## [TEXT SHOWN]
Jaime Gonek doesn't remember what happened to the yellow jacket she had as a kid, the one adorned with sewed-on swimming badges she'd earned from years of lessons with the Canadian Red Cross.
But the Edmonton-based fitness instructor still remembers how it made her feel — and those memories flooded back this week when she heard the Canadian Red Cross was axing the program at the end of the year.
"Good grief did I wear that thing with pride," Gonek said with a laugh.
"I vividly remember grabbing the card (after testing at the end of a lesson) and feeling whether or not the badge was in there because that's how you knew you'd passed. And yeah, I saved them all."
The Canadian Red Cross announced earlier this month it was "winding down" its swimming and lifeguard lessons through 2022, saying it would direct more of its attention to disaster relief, pandemic response, opioid harm reduction and care-giving for seniors.
The transition will mark the end of a program that taught water safety to millions of Canadians over a 75-year stretch.
Those like Gonek who took the program in the 1980s and 1990s, earned water level safety badges as they completed each lesson stage. The eight tokens were small, square patches featuring the outline of a swimmer on coloured waves with the Red Cross symbol etched on the top left.
Each colour denoted the level the swimmer had completed, beginning with yellow and progressing to orange, red, maroon, blue, green, grey and white — for those who mastered rescue breathing, the sidestroke and an endurance swim of 500 metres.
The colour badge program ended in 1996, though students continued to earn patches with other designs.
Gonek began the program at age seven in the early-to-mid '80s and earned all eight colour badges before progressing further through the lifeguard program. She eventually joined her high-school swim team and competed in triathlons as an adult. Now she trains swimmers in lower fitness levels for their first triathlons.
Gonek said her love of swimming began as a child with her first Red Cross lessons in Edmonton, about an hour's drive from where she grew up in Smoky Lake, Alta.
"My parents didn't trust the people who taught lessons out on the lake, so we used to drive every weekend into Edmonton," she said. "I was a total water baby. They always had a hard time getting me out."
Gonek said she was "nostalgic" and "a little sad" to hear the Canadian Red Cross program was ending, but the organization's swimming and lifeguarding lessons will transition to other forms.
The Canadian Red Cross said it was encouraging its water safety partners to shift to swim and lifeguarding programs with Lifesaving Society Canada through the course of this year.

## [EXTRACTED MATERIAL]
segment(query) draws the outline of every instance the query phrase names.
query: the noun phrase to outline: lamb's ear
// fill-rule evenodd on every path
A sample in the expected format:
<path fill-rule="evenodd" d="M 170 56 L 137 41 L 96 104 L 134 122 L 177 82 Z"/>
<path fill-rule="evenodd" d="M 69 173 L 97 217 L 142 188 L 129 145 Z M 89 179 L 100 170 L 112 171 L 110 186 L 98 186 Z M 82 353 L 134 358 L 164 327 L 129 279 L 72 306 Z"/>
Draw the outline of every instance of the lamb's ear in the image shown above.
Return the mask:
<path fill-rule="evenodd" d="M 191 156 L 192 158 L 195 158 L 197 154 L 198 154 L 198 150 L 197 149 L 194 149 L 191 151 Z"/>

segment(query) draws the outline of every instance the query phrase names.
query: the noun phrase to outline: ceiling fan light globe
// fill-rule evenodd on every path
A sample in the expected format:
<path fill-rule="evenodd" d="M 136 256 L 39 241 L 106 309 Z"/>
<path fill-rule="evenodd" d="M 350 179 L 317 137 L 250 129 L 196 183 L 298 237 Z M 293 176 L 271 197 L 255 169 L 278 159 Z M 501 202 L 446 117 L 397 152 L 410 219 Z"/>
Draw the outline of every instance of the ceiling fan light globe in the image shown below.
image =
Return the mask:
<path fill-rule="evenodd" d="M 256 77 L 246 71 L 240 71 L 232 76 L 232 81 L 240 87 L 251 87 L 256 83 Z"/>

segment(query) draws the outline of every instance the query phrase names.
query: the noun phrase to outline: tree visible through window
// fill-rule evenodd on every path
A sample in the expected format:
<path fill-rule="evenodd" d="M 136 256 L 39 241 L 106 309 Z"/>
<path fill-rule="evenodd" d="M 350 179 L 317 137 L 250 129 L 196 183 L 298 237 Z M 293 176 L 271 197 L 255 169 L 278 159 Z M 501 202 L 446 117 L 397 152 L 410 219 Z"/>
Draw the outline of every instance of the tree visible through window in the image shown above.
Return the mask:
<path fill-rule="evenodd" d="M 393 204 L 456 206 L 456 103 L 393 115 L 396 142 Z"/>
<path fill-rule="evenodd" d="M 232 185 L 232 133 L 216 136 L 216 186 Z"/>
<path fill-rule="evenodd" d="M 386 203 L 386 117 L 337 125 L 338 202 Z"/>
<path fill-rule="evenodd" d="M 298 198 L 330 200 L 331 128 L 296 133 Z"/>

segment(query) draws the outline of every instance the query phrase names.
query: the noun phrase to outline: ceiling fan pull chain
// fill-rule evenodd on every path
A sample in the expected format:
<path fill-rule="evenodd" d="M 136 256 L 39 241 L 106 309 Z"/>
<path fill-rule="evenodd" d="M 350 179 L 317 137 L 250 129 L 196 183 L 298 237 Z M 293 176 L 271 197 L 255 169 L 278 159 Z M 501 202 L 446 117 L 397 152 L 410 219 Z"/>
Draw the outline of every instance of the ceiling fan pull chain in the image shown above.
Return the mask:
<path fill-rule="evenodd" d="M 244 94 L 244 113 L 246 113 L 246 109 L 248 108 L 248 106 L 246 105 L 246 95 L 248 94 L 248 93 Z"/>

## [REQUIRED ACTIONS]
1. In the article about the Canadian Red Cross swimming program, over how many years did the program teach water safety to Canadians?
2. In order, name every badge color the article about the Red Cross swimming program gives for the lesson levels.
3. Continue the article about the end of the Canadian Red Cross swimming lessons from its last sentence.

## [TASK RESULTS]
1. It taught water safety over a 75-year stretch.

2. Yellow, orange, red, maroon, blue, green, grey, white

3.
Red Cross swimming and lifeguard training will also continue in First Nations communities as part of the Red Cross Indigenous Peoples Framework, the organization said.
Rishona Hyman, owner of Aqua Essence Swim Academy in Winnipeg, said she was "shocked" to hear of the program shuttering, calling it "the best kept secret in aquatics."
Hyman's academy had been one of the Canadian Red Cross's training partners since opening in 2002. Her instructors will go through crossover programs this year to teach lesson plans from Lifesaving Society Canada.
"At the end of the day they both teach swimming lessons, but it's no question it's a different program," Hyman said "But ... if you're signing your child up for a swimming lesson, you probably won't notice the difference."
Hyman said the Canadian Red Cross is trying to make the transition easy for instructors, but feels ending the programs was "another jab at aquatics" following a difficult pandemic that left many pools shuttered for long stretches of the last two years.
Canadian Red Cross CEO Conrad Sauvé said in a Jan. 12 statement the decision to halt the programs was driven by "regular assessments" of the organization's services and "evolving humanitarian needs."
The Red Cross's swimming and lifeguard programs began in 1946, and the organization said it has offered water training and skills to more than 40 million Canadians.
Hyman took Canadian Red Cross swimming lessons as a child, adding she still has all her badges from the water safety program.
"I remember getting my red and my green and my grey and being very proud," she said. "Even as a young kid I was able to recognize this was part of something bigger.
"There was a commonality — everyone could talk about their Red Cross badges. It was like an identity."